§ **Objective**:
Change every "top-left" in the items below to "upper-left", and copy all other text in them without alteration.

[Annotation records]
--- begin ---
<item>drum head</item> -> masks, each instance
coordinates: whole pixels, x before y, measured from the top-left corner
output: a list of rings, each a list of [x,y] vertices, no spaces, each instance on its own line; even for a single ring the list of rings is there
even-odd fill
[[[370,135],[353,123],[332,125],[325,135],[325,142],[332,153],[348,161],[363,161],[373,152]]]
--- end ---
§ **Worked solution**:
<item>drum head</item> -> masks, each instance
coordinates: whole pixels, x before y, measured from the upper-left corner
output: a list of rings, each a list of [x,y] vertices, no spaces, each instance on its own line; even for a single ring the list of rings is there
even-odd fill
[[[370,135],[353,123],[332,125],[325,135],[325,142],[332,153],[348,161],[363,161],[373,152]]]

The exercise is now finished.